-- BEGIN Dataset excerpts --

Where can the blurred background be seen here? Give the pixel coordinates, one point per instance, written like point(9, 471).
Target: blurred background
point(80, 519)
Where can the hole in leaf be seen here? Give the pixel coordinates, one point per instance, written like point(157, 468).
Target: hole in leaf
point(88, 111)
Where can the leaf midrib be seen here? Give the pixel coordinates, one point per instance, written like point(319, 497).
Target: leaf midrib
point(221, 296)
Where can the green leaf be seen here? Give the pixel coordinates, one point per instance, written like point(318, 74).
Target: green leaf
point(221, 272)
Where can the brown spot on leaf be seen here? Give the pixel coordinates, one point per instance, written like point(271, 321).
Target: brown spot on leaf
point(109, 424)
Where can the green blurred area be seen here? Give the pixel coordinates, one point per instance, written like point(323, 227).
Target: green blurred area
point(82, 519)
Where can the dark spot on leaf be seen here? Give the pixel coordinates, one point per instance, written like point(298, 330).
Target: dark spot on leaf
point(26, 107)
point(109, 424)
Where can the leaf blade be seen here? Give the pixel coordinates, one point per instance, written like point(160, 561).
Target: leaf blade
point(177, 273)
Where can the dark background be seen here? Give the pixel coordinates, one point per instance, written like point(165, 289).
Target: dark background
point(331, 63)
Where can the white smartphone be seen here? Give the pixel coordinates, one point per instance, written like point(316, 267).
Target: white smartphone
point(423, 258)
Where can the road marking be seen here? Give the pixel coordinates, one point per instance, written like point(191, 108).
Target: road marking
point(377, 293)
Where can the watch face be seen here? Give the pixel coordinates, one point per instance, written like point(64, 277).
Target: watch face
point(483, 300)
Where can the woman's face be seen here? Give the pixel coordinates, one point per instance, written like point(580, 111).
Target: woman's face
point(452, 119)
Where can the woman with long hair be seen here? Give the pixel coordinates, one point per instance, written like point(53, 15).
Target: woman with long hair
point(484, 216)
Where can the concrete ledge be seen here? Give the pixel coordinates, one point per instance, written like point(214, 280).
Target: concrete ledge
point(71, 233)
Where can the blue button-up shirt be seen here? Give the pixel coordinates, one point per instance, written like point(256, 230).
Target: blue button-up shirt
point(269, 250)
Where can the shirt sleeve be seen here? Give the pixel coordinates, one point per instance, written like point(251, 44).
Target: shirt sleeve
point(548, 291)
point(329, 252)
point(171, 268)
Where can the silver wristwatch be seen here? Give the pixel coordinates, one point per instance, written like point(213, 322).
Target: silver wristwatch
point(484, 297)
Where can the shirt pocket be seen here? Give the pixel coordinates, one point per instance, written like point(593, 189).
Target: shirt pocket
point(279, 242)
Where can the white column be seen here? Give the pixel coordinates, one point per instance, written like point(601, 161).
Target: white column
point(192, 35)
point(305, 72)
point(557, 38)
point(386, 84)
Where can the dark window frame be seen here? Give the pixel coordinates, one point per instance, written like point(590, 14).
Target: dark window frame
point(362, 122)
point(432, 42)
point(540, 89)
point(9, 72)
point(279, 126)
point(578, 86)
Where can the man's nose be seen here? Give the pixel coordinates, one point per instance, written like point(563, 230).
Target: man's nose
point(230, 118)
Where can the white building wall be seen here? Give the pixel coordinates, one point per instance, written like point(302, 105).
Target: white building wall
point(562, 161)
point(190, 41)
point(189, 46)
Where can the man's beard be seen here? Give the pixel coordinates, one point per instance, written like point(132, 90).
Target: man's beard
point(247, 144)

-- END Dataset excerpts --

* Set task *
Reproduce exactly the line containing "Where can the man's nose" and every line after it through the end of the records above, and nothing else.

* Result for this exercise *
Where can the man's nose be seen here? Give the pixel coordinates, one point per instance, written like point(563, 230).
Target: man's nose
point(230, 118)
Where can the white building wall be seen here? Give the pixel coordinates, one point per instance, written like point(302, 105).
Target: white building wall
point(562, 161)
point(190, 41)
point(189, 46)
Where can the man's beard be seen here? Give the pixel coordinates, one point per instance, written like point(132, 90).
Target: man's beard
point(247, 144)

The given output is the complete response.